フジテレビジュツの仕事
イチケイのカラス
2021年4~6月 毎週月曜日 21:00~21:54
- 美術プロデュース
- 三竹 寛典
- アートコーディネーター
- 山下 雅紀/駒崎 拓也
- 大道具操作
- 谷古宇 稔
- 建具
- 岸 久雄
- 大道具
- 浅見 大
- アクリル装飾
- 鈴木 竜
- 植木装飾
- 後藤 健
- 視覚効果
- 大里 健太
- 電飾
- 佐藤 信二
- 生花装飾
- 小柳 幸恵
- 装飾
- 近藤 美緒
- メイク
- 坂本 敦子
- 衣裳
- 嶋崎 槙人
- 持道具
- 橋本 まゆき
ビジュツのヒミツ①
法廷セットは
光が差し込むドラマチック空間
「イチケイ」こと「第1刑事部」。今回の舞台は、民放連続
ドラマの主人公では初登場という“刑事裁判官”の職場です。
裁判官ですから主戦場はこちら。

• 領域ラベル付けの記録
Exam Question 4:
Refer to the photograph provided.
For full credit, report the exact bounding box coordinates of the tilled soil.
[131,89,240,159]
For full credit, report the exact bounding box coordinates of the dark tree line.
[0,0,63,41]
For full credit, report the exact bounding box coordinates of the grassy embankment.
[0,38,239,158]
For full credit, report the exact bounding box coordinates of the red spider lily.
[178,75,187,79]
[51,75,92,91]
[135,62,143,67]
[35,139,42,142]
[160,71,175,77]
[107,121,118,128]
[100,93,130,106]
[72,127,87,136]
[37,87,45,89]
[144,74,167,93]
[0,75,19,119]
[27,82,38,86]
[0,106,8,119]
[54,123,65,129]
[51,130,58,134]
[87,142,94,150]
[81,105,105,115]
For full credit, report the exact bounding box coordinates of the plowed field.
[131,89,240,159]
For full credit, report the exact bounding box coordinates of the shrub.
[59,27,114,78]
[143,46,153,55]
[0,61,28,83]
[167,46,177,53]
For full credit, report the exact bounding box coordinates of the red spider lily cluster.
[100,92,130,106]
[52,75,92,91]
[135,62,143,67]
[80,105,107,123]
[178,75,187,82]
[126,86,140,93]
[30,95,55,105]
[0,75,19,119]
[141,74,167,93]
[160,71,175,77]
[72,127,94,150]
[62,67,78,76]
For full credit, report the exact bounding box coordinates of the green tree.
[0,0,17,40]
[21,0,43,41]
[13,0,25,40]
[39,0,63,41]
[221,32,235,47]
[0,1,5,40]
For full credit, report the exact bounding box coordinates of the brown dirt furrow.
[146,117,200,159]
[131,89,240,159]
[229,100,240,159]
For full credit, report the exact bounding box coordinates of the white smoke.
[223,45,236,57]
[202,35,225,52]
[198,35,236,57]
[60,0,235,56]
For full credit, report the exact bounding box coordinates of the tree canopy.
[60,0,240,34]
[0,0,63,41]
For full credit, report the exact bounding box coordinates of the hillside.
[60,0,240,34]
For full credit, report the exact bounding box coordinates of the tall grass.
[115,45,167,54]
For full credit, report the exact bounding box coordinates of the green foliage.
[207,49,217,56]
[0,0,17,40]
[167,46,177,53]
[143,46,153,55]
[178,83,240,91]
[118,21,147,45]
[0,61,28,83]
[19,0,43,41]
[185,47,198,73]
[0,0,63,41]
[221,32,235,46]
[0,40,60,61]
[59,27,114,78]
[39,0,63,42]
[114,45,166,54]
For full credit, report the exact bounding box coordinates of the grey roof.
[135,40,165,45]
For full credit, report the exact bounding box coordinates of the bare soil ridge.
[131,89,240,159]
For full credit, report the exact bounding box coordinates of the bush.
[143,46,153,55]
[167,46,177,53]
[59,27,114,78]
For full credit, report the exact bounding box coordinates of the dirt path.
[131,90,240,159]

--

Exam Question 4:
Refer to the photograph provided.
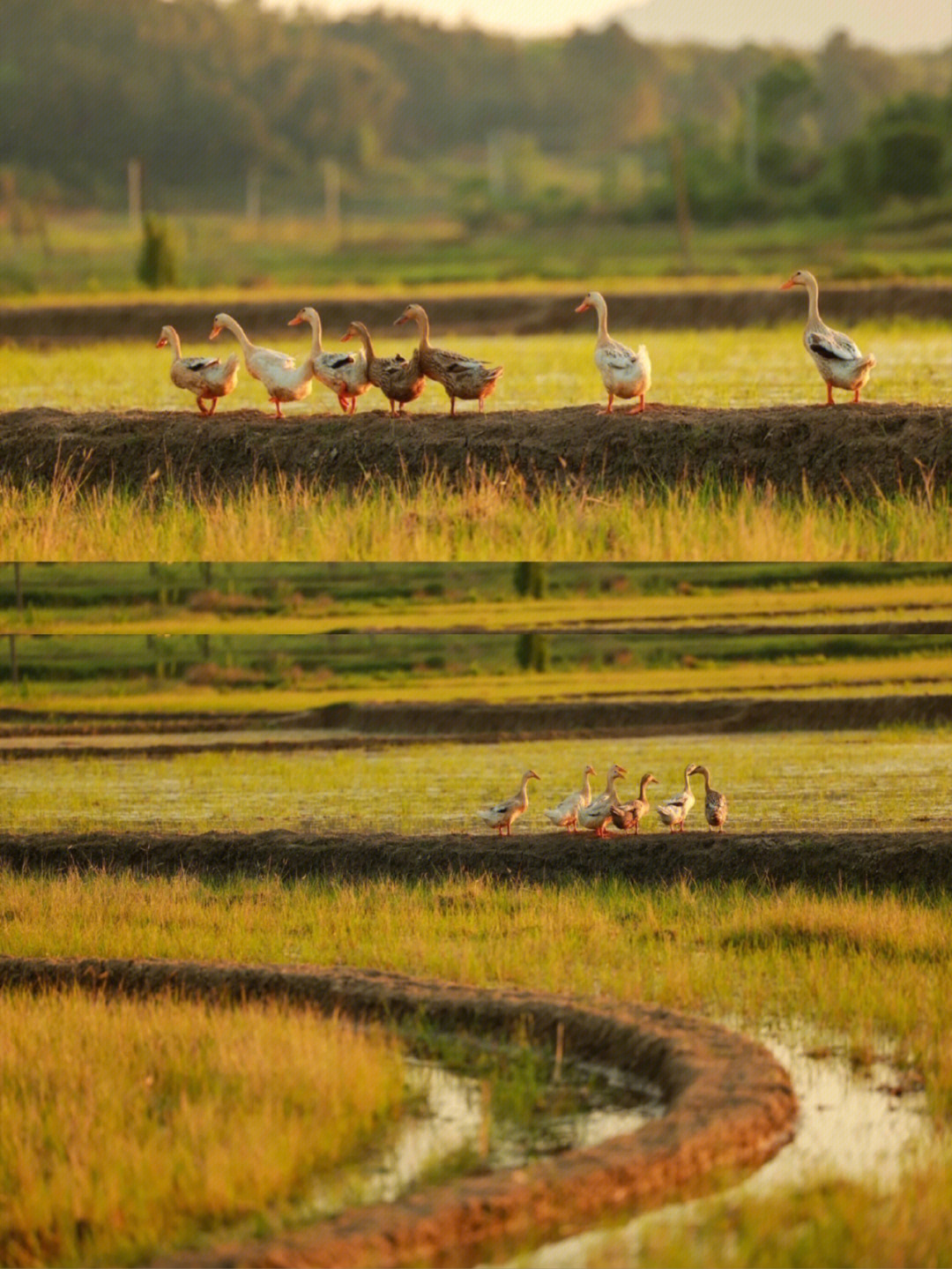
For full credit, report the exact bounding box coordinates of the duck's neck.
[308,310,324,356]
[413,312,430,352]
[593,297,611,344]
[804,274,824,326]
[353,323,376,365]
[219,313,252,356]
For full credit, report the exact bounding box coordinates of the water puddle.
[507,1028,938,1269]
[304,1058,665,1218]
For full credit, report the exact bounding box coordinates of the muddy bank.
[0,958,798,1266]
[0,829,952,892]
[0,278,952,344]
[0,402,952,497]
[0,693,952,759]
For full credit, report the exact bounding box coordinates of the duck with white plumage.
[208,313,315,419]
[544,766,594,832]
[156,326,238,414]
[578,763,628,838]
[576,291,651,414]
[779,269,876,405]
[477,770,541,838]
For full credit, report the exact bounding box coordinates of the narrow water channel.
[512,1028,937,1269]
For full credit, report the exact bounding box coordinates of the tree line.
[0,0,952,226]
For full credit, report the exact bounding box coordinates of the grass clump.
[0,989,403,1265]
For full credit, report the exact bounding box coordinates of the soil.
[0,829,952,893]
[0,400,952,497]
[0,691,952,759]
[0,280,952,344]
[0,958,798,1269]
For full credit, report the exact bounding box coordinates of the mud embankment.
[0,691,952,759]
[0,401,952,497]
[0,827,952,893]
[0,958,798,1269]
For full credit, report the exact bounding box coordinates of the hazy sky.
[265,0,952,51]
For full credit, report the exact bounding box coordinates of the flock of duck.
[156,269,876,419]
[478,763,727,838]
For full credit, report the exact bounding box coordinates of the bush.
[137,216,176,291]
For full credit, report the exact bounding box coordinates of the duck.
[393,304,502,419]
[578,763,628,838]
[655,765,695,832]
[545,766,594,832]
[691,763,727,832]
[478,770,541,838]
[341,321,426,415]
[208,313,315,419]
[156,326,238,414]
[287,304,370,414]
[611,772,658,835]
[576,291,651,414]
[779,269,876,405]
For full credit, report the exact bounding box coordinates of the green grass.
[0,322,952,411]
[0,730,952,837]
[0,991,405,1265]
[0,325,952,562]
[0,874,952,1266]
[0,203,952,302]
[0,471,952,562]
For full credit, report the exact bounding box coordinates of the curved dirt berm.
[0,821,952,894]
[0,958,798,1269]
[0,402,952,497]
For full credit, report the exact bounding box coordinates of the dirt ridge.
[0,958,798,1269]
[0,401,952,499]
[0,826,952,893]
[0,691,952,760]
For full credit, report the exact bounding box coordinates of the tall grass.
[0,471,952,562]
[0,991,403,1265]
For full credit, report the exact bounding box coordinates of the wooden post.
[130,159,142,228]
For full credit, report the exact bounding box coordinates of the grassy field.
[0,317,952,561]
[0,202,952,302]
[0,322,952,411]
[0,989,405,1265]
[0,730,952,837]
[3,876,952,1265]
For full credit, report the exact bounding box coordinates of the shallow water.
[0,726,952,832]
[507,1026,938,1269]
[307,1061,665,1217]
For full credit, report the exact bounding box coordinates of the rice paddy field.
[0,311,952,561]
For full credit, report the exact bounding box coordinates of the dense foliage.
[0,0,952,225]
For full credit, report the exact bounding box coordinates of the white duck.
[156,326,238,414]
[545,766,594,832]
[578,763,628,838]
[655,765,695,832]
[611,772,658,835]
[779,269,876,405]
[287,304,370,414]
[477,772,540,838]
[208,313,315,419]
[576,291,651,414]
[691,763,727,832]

• 課題 A
本文をもとに、次の問いに答えよ。
(i) 放送の曜日と時間帯はいつか。
(ii) 電飾の担当者は誰か。
(iii) 「イチケイ」は何の呼び名か。
• 課題 B
次の各文が本文と合っているかどうかを「はい」か「いいえ」で答え、判断の根拠となる本文の語句をそのまま引用せよ。
(i) このドラマは2021年4~6月に放送された。
(ii) 主人公の職場は刑事裁判官の職場である。
(iii) 法廷セットは光の入らない暗い空間として紹介されている。
• 課題 C
本文の担当一覧から、役職名に「装飾」を含むものをすべて挙げ、それぞれの担当者名を添えよ。

• 解答全文 A
(i) 毎週月曜日 21:00~21:54
(ii) 佐藤 信二
(iii) 第1刑事部

• 解答全文 B
(i) はい。「2021年4~6月 毎週月曜日 21:00~21:54」
(ii) はい。「“刑事裁判官”の職場です」
(iii) いいえ。「光が差し込むドラマチック空間」

• 解答全文 C
アクリル装飾:鈴木 竜
植木装飾:後藤 健
生花装飾:小柳 幸恵
装飾:近藤 美緒